• _Do this_: Write out the entries, please, from the line containing "Locate the elongated" through their final line, exactly and with nothing else.
________________
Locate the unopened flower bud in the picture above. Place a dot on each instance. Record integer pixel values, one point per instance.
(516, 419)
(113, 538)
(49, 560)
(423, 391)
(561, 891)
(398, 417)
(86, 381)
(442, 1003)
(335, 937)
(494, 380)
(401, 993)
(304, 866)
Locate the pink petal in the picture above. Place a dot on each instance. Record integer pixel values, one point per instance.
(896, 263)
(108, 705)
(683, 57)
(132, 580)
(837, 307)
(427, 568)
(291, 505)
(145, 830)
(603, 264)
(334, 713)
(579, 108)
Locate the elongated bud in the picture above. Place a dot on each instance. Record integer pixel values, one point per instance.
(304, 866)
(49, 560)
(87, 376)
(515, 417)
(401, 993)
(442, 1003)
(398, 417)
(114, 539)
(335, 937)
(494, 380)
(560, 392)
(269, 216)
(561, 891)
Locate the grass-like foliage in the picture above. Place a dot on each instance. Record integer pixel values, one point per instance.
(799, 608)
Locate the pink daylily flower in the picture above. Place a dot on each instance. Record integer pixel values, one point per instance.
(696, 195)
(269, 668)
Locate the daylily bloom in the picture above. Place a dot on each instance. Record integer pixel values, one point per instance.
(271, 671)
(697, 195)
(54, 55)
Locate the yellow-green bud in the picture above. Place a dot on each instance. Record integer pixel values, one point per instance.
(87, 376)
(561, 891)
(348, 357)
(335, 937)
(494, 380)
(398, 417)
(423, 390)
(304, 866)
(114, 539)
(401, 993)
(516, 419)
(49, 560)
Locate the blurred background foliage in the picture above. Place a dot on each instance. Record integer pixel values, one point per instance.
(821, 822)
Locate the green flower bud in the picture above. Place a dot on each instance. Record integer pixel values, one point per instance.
________________
• _Correct response_:
Locate the elongated bud in the picture above. Place a dot on each instance. Record integer pixel values, one point per instance.
(304, 866)
(49, 560)
(87, 376)
(515, 417)
(401, 993)
(442, 1003)
(398, 417)
(114, 539)
(335, 937)
(494, 380)
(560, 392)
(269, 216)
(561, 891)
Locate the grass-like foliage in the picture above. Place a dot on each instance. Record integer pixel values, one point per instance.
(799, 608)
Locate the pink daylily flower in the picture above. Place a dot on each instance. Record integer pixel values, one point per instance.
(696, 195)
(269, 668)
Locate the daylily bloom in the picture above. Place a dot on each instance. Record integer pixel values, one point per instance.
(271, 671)
(697, 195)
(54, 55)
Locate the yellow-green bud in the picture above. Place a dot on each instance. Record integer pixel values, one point per instance.
(87, 376)
(561, 891)
(348, 357)
(335, 937)
(494, 380)
(398, 417)
(423, 390)
(304, 866)
(114, 539)
(401, 993)
(516, 419)
(49, 560)
Locate the blurred background foliage in the picture above. Place a dot on each instance. Record integer pixel values, one point per instance.
(821, 822)
Locate the green flower bud in the picture above. Place a dot on each instance. Record integer pixel values, one point per instance.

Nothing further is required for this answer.